▸ **PASSAGE TO READ**:

○ ○ ○ ○ ○ ○ ○

One thing about that commercial, though — the references are all from the mid- to late '60s, which even if you take syndication into account seems like a better match for the thirtysomethings at the ad agency than for the characters onscreen. What struck me when I first encountered Simmons's writing was that, even though he's five years older than I am, his references were often eerily resonant with me. Like, when I was a kid, there were four movies my brothers and I basically knew by heart, because we'd recorded them off cable: in order of how frequently we watched the tapes, they were Pee-Wee's Big Adventure, Rocky IV, The Karate Kid, and (a fairly distant fourth) Teen Wolf. The last three of these are movies Simmons cites incessantly. Even more than the Scooby-Doo conversation — for what made the Scooby-Doo conversation work was that pretty much everyone born at any point in the 1970s was familiar with Scooby-Doo — the message drew me in: "I spent my childhood steeped in the exact same crap you were! Except I was actually well into my teens! But still!"

Now, as noted, there was more to the Scooby-Doo conversation than just that. What about the ironic distance? Does Simmons do ironic distance? Oh, yes. In fact, as I noted in my Late Shift article, Simmons overdoes ironic distance:

[...] while Leno's comedy succeeds or fails with each individual joke, Letterman's is more about communicating an overarching worldview. Spend enough time watching Letterman and eventually you don't need him to recontextualize things for you [...] The problem is that while this wry view of the world can help you find humor in things without needing a comedian to supply the punchlines for you, it's also apparently pretty easy to cross the line into deciding that therefore everything is funny. Bill Simmons is a good example of this. His father falls asleep in front of the television set? Knee-slapping hilarity! A football player looks moderately chagrined after a loss? Uproarious laughter! A blue car? Comedy GOLD!

○ ○ ○ ○ ○ ○ ○

Rewrite everything in the passage on Bill Simmons from "[...] while Leno's" down to "car? Comedy GOLD!", replacing "comedian" with "comic".

[Dataset records]
○ ○ ○ ○ ○ ○ ○

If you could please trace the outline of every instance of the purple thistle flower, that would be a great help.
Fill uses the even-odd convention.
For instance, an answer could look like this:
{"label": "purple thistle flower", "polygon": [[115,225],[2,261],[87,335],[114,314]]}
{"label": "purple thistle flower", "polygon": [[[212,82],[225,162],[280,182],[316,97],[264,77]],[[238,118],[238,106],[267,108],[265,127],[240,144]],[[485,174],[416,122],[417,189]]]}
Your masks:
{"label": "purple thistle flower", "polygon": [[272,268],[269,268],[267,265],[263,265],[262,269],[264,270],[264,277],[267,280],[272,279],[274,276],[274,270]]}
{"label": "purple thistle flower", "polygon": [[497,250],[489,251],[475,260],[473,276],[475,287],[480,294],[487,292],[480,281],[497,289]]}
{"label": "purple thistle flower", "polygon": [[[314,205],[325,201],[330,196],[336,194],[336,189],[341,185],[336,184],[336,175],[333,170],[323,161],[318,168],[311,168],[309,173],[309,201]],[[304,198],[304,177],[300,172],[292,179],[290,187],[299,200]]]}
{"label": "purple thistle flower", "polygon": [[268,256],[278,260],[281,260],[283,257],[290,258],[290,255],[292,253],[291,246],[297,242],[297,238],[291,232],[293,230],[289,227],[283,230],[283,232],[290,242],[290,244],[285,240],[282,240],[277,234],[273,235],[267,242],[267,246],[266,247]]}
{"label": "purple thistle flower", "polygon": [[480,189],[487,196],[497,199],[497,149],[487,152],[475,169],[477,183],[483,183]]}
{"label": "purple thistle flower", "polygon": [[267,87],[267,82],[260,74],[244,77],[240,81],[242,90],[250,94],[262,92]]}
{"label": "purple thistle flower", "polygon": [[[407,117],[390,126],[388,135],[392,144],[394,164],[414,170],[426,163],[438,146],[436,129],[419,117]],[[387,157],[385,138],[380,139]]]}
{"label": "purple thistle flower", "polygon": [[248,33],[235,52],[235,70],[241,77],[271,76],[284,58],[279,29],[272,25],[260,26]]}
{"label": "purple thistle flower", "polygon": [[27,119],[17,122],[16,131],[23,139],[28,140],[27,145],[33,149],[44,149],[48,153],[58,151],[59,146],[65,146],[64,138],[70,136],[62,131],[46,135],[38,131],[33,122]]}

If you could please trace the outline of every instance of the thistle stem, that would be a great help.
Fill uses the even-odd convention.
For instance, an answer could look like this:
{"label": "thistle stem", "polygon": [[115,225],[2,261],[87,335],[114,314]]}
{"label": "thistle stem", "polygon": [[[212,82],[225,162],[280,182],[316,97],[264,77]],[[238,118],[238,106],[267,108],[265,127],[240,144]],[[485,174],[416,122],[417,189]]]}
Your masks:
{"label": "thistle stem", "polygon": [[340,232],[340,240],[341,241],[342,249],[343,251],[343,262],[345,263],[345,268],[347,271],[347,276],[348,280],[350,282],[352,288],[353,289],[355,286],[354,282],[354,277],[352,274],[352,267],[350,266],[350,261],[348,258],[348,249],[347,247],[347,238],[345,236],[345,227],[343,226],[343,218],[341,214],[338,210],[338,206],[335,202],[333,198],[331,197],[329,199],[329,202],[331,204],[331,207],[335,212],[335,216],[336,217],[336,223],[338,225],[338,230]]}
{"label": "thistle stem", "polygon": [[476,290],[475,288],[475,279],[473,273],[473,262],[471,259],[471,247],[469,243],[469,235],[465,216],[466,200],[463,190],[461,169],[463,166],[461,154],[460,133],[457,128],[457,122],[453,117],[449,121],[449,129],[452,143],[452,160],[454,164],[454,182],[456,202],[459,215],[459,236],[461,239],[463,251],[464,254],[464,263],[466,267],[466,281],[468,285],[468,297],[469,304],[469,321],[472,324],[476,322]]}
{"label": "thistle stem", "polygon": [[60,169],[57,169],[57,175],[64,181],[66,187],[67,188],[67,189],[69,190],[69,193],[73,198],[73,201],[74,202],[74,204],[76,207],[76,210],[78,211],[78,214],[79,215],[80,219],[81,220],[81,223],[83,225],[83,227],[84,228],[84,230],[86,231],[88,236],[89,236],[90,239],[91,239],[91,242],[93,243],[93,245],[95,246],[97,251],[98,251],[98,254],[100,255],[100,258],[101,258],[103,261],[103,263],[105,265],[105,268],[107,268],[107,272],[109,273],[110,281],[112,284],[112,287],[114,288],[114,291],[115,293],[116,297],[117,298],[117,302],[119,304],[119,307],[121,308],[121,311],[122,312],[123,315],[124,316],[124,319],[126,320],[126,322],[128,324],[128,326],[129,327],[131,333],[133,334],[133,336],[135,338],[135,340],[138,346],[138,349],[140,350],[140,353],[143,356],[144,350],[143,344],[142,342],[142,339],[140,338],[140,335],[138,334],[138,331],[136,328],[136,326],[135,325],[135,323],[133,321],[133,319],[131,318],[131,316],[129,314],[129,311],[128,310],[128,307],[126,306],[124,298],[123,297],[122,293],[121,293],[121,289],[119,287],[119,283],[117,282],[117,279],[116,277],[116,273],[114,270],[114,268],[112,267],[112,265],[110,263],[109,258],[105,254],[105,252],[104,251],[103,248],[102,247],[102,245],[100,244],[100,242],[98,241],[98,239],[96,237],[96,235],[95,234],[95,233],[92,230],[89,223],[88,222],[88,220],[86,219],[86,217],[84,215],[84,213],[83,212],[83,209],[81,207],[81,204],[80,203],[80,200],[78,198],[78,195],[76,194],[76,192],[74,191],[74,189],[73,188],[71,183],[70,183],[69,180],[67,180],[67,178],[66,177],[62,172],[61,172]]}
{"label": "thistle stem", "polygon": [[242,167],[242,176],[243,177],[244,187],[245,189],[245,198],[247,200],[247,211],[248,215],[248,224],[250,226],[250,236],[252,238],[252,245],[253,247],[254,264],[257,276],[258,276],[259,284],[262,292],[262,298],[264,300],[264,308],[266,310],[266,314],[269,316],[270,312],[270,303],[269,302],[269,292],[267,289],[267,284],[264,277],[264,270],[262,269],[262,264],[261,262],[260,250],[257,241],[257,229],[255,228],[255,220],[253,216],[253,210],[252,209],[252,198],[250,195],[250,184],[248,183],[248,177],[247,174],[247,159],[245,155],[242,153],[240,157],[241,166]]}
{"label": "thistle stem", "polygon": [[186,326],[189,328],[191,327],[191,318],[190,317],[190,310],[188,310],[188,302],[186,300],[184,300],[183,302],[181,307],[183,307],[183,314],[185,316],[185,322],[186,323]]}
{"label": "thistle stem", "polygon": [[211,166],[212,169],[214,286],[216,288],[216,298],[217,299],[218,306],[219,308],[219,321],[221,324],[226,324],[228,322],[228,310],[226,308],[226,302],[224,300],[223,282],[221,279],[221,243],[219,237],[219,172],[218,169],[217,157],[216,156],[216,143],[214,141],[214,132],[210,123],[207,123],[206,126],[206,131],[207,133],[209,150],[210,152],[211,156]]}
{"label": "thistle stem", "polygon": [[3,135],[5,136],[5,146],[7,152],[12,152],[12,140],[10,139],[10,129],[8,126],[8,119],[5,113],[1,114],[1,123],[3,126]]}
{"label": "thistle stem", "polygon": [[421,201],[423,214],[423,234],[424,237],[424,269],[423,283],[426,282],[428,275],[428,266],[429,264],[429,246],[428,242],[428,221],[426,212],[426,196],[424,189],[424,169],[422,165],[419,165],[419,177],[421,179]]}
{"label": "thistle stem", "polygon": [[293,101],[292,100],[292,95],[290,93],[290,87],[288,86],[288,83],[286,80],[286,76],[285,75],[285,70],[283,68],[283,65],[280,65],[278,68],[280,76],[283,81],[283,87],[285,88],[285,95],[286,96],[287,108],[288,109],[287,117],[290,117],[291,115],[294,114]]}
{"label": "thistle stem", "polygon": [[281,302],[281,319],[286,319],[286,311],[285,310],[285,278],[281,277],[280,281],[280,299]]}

○ ○ ○ ○ ○ ○ ○

▸ **RESPONSE TO THE TASK**:
[...] while Leno's comedy succeeds or fails with each individual joke, Letterman's is more about communicating an overarching worldview. Spend enough time watching Letterman and eventually you don't need him to recontextualize things for you [...] The problem is that while this wry view of the world can help you find humor in things without needing a comic to supply the punchlines for you, it's also apparently pretty easy to cross the line into deciding that therefore everything is funny. Bill Simmons is a good example of this. His father falls asleep in front of the television set? Knee-slapping hilarity! A football player looks moderately chagrined after a loss? Uproarious laughter! A blue car? Comedy GOLD!